[Text-to-region grounding data]
# # # # # # #

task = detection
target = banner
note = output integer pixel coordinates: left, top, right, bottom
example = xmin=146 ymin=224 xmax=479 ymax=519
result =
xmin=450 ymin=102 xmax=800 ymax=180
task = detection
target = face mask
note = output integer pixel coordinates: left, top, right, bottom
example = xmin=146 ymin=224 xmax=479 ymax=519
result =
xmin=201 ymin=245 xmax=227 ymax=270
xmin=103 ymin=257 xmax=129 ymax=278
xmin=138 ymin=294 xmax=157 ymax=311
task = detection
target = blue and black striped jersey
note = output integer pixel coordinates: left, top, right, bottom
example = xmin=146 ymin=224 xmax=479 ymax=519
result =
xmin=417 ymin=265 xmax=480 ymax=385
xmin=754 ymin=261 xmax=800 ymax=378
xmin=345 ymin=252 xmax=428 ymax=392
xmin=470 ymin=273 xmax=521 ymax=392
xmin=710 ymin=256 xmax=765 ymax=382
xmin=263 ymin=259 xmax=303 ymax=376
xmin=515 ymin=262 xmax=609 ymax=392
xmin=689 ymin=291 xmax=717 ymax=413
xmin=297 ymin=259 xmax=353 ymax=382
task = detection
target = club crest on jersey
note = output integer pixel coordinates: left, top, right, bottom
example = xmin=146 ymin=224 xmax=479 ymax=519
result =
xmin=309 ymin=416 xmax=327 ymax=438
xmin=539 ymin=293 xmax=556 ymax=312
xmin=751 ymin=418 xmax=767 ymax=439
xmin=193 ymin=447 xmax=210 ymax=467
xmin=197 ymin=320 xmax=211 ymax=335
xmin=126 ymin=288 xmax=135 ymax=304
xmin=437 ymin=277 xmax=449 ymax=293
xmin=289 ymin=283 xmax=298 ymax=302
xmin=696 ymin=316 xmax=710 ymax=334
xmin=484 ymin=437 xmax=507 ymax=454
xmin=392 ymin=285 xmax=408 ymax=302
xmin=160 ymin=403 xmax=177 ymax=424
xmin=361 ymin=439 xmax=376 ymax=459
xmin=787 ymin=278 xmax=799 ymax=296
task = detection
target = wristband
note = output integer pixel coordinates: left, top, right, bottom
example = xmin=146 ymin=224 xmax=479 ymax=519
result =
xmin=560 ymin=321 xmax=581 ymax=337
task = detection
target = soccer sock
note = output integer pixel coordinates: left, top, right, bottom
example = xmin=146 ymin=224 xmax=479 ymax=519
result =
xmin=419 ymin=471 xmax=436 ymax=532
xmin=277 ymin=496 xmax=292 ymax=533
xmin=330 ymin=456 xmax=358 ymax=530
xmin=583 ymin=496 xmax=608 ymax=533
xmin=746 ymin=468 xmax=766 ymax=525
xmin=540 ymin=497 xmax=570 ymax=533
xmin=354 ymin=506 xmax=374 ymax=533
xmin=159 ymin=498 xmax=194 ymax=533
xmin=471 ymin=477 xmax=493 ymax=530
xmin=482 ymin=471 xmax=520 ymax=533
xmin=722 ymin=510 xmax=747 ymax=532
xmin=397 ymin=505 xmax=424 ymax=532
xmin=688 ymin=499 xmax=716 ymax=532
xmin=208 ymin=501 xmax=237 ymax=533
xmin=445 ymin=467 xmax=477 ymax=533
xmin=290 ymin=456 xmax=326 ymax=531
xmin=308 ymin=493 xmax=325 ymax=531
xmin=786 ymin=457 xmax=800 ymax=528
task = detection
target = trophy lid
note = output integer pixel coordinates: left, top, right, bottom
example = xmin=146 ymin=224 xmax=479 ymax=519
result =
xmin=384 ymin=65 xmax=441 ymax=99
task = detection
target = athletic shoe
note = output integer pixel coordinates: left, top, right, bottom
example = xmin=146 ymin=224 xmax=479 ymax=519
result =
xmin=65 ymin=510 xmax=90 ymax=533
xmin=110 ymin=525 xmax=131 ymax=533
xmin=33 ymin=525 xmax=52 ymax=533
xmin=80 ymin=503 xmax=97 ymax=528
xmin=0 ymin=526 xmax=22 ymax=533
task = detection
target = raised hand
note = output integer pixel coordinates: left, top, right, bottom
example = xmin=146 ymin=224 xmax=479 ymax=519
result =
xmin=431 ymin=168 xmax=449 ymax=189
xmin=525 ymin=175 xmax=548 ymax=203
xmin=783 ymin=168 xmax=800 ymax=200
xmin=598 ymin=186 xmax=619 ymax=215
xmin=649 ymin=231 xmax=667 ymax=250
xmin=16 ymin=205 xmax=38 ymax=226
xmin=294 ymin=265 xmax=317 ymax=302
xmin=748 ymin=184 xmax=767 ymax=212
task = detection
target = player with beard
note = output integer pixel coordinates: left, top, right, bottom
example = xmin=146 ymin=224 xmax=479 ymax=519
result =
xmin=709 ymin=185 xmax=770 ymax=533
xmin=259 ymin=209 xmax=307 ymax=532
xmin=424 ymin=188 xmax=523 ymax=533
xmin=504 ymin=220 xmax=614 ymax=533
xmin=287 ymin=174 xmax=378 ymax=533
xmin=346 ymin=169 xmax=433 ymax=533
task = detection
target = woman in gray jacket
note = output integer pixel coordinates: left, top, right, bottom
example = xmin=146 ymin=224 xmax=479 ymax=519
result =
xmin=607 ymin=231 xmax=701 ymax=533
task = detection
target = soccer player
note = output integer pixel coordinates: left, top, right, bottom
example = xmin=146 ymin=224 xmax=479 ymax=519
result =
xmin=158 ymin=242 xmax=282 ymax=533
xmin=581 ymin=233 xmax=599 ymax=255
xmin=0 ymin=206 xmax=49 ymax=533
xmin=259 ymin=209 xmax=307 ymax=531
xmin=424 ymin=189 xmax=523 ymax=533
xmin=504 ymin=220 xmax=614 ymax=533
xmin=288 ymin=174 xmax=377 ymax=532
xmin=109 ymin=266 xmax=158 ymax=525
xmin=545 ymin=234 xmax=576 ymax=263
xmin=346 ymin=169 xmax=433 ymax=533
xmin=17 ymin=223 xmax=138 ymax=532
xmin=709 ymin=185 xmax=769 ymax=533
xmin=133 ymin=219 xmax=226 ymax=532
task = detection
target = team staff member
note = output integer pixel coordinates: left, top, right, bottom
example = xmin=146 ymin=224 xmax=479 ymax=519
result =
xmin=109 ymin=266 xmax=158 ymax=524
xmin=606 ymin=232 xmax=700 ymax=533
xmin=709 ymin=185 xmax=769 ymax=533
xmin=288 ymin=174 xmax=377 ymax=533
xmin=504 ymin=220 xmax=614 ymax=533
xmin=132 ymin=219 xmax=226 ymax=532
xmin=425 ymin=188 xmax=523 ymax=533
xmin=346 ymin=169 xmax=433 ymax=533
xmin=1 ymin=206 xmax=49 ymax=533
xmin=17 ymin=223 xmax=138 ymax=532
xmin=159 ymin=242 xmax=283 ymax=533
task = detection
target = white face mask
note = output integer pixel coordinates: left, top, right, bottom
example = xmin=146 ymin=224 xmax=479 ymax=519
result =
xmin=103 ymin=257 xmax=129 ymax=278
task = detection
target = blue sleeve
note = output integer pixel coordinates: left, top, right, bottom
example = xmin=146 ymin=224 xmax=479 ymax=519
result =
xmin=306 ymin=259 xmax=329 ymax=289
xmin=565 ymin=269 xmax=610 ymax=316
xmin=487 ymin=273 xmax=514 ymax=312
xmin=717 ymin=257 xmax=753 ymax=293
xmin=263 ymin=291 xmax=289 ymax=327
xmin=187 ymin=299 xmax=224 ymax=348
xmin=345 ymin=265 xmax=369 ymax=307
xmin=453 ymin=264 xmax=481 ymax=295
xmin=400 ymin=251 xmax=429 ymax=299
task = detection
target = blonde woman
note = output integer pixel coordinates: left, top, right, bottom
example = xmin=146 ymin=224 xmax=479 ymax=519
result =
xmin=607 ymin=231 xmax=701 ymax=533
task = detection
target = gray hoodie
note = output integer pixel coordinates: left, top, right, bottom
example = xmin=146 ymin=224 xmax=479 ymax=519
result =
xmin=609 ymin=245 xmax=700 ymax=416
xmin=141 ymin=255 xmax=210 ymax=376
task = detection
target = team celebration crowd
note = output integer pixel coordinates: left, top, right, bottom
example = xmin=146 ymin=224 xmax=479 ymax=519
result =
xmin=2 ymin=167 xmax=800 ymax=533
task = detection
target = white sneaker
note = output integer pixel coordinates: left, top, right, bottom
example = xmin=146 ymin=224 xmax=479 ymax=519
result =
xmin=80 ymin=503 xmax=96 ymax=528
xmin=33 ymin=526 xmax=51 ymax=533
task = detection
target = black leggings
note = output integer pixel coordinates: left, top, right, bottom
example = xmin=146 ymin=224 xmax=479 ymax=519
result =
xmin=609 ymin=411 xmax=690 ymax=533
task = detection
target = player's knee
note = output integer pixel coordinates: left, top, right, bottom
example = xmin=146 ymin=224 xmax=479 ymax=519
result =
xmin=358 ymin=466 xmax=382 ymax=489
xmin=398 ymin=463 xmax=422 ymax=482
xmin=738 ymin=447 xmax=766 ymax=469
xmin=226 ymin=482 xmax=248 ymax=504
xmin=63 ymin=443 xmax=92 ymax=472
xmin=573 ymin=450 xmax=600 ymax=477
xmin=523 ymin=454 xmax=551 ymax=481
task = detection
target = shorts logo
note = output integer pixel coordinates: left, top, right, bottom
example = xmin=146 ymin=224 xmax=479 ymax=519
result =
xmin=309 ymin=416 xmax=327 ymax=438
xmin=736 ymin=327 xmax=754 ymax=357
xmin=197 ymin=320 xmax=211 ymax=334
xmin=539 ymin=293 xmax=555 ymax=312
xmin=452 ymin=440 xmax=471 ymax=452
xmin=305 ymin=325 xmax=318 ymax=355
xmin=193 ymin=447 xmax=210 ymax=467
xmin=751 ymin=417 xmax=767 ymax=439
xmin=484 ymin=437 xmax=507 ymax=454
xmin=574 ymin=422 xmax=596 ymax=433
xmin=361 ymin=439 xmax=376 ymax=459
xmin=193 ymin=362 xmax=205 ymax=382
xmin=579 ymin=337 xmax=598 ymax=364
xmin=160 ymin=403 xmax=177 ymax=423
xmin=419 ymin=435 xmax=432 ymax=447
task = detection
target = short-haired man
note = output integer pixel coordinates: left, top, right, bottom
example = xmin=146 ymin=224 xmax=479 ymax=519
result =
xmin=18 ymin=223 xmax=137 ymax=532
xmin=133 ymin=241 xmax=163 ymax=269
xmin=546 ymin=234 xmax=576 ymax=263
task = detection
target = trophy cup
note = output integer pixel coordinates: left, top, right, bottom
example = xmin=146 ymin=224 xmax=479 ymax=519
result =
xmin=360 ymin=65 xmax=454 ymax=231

# # # # # # #

INSTRUCTIONS FOR THE TASK
All lines above with "gray" in them should be returned.

SOLUTION TO THIS EXERCISE
target = woman in gray jacket
target = gray hoodie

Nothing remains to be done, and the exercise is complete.